Point-per-instance localization data:
****

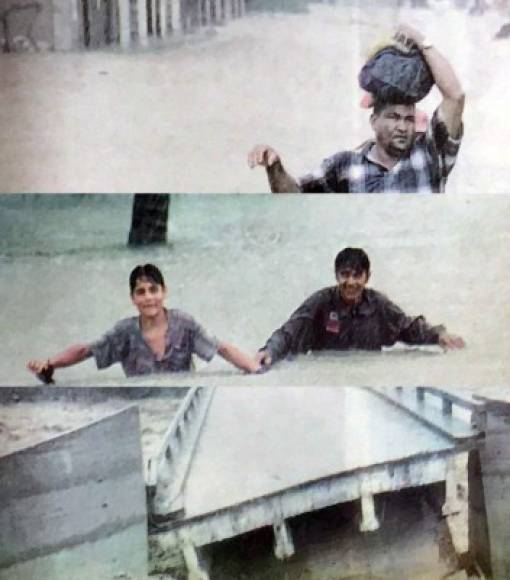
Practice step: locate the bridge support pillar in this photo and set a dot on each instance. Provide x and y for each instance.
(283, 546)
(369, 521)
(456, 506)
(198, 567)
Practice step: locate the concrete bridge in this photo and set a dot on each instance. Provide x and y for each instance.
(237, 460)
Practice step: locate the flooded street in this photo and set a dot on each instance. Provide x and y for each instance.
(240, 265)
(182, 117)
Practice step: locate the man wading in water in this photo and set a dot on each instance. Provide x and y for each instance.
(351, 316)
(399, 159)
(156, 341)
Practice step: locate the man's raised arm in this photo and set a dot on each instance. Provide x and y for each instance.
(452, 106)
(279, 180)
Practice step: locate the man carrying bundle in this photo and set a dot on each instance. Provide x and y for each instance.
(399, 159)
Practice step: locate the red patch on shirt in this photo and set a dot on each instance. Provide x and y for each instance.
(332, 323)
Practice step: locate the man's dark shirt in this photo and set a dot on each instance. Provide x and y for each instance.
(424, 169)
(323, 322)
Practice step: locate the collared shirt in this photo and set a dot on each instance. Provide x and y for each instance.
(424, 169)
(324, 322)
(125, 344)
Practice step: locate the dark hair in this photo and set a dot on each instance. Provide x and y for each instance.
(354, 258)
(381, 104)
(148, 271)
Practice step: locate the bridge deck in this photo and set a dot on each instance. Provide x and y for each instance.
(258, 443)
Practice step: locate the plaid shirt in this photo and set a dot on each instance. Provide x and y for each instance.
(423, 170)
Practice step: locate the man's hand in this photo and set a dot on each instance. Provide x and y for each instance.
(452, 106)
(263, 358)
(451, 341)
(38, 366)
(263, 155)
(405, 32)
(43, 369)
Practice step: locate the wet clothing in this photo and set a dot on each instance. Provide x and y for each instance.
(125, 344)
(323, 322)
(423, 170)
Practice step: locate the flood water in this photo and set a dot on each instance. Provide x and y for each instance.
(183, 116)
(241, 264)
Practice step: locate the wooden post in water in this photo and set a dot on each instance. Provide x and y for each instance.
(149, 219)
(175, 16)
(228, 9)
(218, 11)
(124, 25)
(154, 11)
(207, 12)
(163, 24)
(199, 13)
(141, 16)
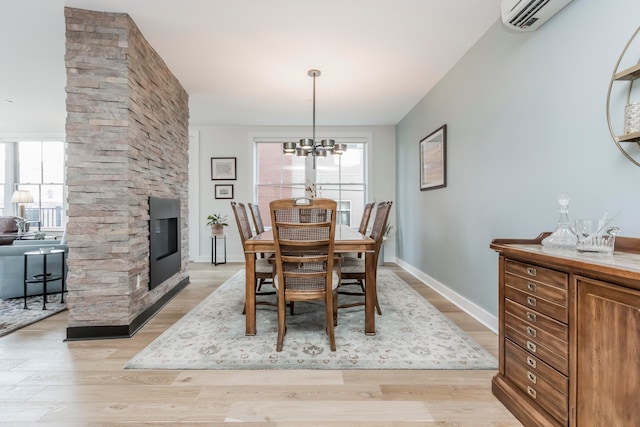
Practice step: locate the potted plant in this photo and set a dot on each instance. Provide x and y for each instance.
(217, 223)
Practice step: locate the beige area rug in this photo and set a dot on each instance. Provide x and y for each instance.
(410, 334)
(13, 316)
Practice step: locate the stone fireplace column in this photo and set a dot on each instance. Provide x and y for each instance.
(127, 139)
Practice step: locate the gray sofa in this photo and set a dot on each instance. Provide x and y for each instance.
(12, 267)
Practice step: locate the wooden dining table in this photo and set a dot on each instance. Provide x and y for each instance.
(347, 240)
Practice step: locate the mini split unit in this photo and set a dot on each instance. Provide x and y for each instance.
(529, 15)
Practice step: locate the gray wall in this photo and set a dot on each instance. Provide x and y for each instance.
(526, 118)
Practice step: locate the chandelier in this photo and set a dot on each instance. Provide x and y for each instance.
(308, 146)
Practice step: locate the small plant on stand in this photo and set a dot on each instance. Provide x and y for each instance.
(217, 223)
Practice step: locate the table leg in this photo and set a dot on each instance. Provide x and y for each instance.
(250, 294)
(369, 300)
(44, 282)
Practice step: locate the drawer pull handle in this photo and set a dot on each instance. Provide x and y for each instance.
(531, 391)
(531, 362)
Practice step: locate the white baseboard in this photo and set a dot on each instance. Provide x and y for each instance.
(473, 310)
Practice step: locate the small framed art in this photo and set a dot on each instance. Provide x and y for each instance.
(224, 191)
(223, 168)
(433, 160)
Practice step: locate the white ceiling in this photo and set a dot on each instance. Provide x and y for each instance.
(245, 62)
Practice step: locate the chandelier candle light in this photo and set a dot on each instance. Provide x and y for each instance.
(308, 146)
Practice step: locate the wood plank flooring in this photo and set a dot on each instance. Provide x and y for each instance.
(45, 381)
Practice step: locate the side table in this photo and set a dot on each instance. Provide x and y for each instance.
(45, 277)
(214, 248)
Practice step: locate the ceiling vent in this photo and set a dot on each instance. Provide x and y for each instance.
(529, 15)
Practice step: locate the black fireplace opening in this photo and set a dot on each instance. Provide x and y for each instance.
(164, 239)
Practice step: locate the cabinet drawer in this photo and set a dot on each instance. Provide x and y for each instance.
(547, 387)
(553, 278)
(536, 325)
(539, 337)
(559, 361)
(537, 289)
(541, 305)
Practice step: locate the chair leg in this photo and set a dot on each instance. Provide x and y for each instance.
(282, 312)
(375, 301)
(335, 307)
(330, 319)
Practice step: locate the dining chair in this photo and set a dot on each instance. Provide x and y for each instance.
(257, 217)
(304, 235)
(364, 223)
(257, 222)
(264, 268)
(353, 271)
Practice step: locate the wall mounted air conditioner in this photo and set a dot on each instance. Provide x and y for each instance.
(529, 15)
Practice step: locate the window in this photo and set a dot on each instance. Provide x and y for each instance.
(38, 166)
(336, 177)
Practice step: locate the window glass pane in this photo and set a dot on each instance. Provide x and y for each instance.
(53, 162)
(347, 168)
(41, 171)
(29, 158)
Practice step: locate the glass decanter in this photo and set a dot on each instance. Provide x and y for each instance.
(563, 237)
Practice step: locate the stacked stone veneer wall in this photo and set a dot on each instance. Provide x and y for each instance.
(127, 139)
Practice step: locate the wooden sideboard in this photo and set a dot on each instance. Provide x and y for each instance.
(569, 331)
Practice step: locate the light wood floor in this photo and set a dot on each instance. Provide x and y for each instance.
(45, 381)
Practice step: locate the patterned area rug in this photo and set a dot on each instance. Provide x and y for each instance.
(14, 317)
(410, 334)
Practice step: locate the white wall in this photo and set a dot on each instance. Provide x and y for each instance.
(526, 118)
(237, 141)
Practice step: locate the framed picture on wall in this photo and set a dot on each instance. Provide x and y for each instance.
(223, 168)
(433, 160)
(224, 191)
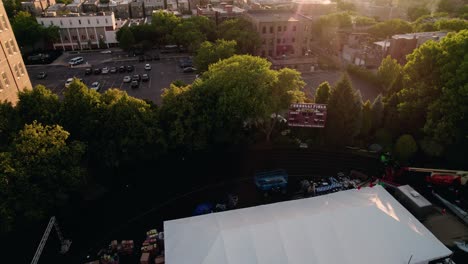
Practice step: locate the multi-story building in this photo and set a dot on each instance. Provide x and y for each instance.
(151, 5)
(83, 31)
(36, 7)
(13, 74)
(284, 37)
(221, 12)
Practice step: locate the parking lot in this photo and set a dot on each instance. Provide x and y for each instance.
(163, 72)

****

● **Exercise**
Exact copy, no pictures: return the entries word for word.

● **Answer for the task**
Practice step: locate the bridge support pillar in this photo and set a dot on each instance. Provide x and y for each instance.
(283, 546)
(369, 521)
(456, 506)
(198, 567)
Practice step: locate the concrete bridge in this photo and set a dot on each instance. Provide x and y for each instance.
(237, 460)
Practice step: locate the flooded street in this photo and set a dot on each instance. Provide x and y for each instance.
(240, 265)
(182, 117)
Practice step: locate the man wading in water in this photo and set a dot on each instance. Provide x and y for each instance.
(351, 316)
(399, 159)
(156, 341)
Practice step: locate the man's raised arm in this photo and set a dot on each instance. Provide x and y for each instance.
(452, 106)
(279, 180)
Practice step: locate the man carrying bundle in this photo and set a dot on each instance. Provide x and y for each instance.
(399, 159)
Practice step: locate the red patch on shirt in this photo and set a dot on each instance. Provide x and y for each instance.
(332, 323)
Practice step: locate the man's dark shirt in this photo and set a dot on each instance. Provide x and y for each instance.
(424, 169)
(323, 322)
Practice step: locate the collared shirt in this photo and set a dot on each instance. Provide x and y for each instance.
(424, 169)
(324, 322)
(125, 344)
Practice step: locate the dark hair in this photo and set a dot on each instance. Provide x and y for each instance.
(354, 258)
(381, 104)
(148, 271)
Practice step: locate the bridge deck in this photo and set a dot on each instance. Provide x and y for each instance.
(258, 443)
Practice step: locate the plaid shirt in this photo and set a dot on each instance. Provide x and y for each instance.
(423, 170)
Practice step: locate the man's hand in this photo and set a dot on each instance. Provide x and y for each instance.
(452, 106)
(263, 358)
(451, 341)
(38, 366)
(263, 155)
(405, 32)
(43, 369)
Practice step: locate the wet clothing in this photo and set a dot on each instance. Provide x and y for each instance.
(125, 344)
(323, 322)
(423, 170)
Practice step: locate the flood water in this photo and set a dot on each instance. Provide x and y for each instance.
(183, 116)
(241, 264)
Practice step: locate the wooden post in water in this photo and set a dot on each instance. Provide x and y for each instance.
(149, 219)
(175, 16)
(228, 9)
(218, 11)
(124, 25)
(154, 11)
(207, 12)
(163, 24)
(199, 13)
(141, 16)
Practice step: locate the potted plant in this photo and set a dot on each instance. Provide x and y for each instance.
(217, 223)
Practice step: locate the beige area rug in this photo and set a dot on each instance. Provide x and y for each instance.
(410, 334)
(13, 316)
Practice step: locate the stone fireplace column in this photo and set a dot on each instance. Provide x and y for each instance.
(127, 139)
Practice step: locate the gray sofa in this photo and set a dot on each instance. Provide x and y for each instance.
(12, 267)
Practice step: locate the wooden dining table in this photo and set a dot on each instance. Provide x and y for each instance.
(347, 240)
Practice step: locate the mini split unit in this photo and set a dot on each instance. Provide x and y for each instance.
(529, 15)
Practice step: locate the gray wall in this photo and set a dot on each instance. Provide x and y for each instance.
(526, 118)
Practice step: locate the chandelier in this photo and set a dot on each instance. Provide x and y for each instance.
(308, 146)
Practice step: locate the small plant on stand in this photo and set a dot on each instance. Provide x and y for each instance.
(217, 223)
Practice step: locate the table leg in this photo and set a dot on each instance. Provide x and y for each instance.
(250, 294)
(369, 300)
(44, 282)
Practice step: locate the drawer pull handle in this photo and set a dot on each instance. Provide x and y for each instance.
(531, 391)
(531, 362)
Practice step: locate the white baseboard in this photo and set a dot on each instance. Provide x and y for each instance.
(473, 310)
Practice step: locate the small framed art in this photo and set a dot on each instance. Provide x and y for each instance.
(224, 191)
(223, 168)
(433, 160)
Practice step: locate the white ceiling in this photo and set a dot on each instance. Provide x and y for each instance.
(245, 62)
Practice step: locate the chandelier candle light in this photo and set a dot on each instance. Provide x and y for each instance.
(308, 146)
Practice step: locate the wood plank flooring in this photo and set a dot on each instance. Provide x and y for each instance.
(45, 381)
Practice step: locate the side table in this photo and set a dot on each instance. Provide x and y for each instance.
(45, 277)
(214, 248)
Practice step: locate the ceiling vent in this photo and set a dot on each instance. Provide x and y for each instance.
(529, 15)
Practice step: locate the black fireplace opening in this photo and set a dot on each instance. Provide x and y for each instance.
(164, 239)
Practice step: locate the cabinet drawer in this photo and set a dot on each instance. Provide x and y for each instance.
(547, 387)
(553, 278)
(536, 325)
(539, 337)
(559, 361)
(537, 289)
(541, 305)
Practice step: locate the chair leg in this photo and set a dot on each instance. Provide x and y for each instance.
(282, 312)
(375, 301)
(335, 307)
(330, 319)
Practice step: locate the dining chair in this photo and set a dot on each instance. Provide x and y for each instance.
(257, 217)
(304, 235)
(364, 223)
(257, 222)
(264, 268)
(353, 271)
Practice step: locate the wall mounted air conditioner in this photo and set a dot on each instance. Provide x and y for each instance.
(529, 15)
Practice step: locate the window in this photo and set a dot on each instance. Provide x and y for each instance.
(38, 166)
(336, 177)
Practice step: locate the window glass pane in this photo and set a dot on each instance. Provide x and y for each instance.
(53, 162)
(347, 168)
(41, 171)
(29, 158)
Practice step: locate the glass decanter in this photo and set a dot on each instance. Provide x and y for each instance.
(563, 237)
Practice step: locate the stacked stone veneer wall in this photo and set a dot on each instance. Provide x and y for each instance.
(127, 139)
Practice step: locate the wooden sideboard in this photo and set a dot on each instance. Provide x and y for each instance.
(569, 331)
Practice step: locate the light wood floor in this photo and set a dot on each instance. Provide x and y for each instance.
(45, 381)
Practice step: locate the patterned area rug in this photo and set a dot on each instance. Provide x and y for each instance.
(14, 317)
(410, 334)
Practice step: locate the white wall in this photo and set a dot on each instance. Provide x and y for each instance.
(526, 118)
(237, 141)
Practice step: locate the framed picture on wall in this photo and set a dot on each instance. Provide x and y for each instance.
(223, 168)
(433, 160)
(224, 191)
Practice step: locate the multi-story building in this photo and set a dot on each instance. Provide x and y for each instance.
(151, 5)
(83, 31)
(36, 7)
(13, 74)
(284, 37)
(221, 12)
Practice step: locate the parking lot in this photo and set a dot on each instance. Provide x and y for each instance.
(163, 72)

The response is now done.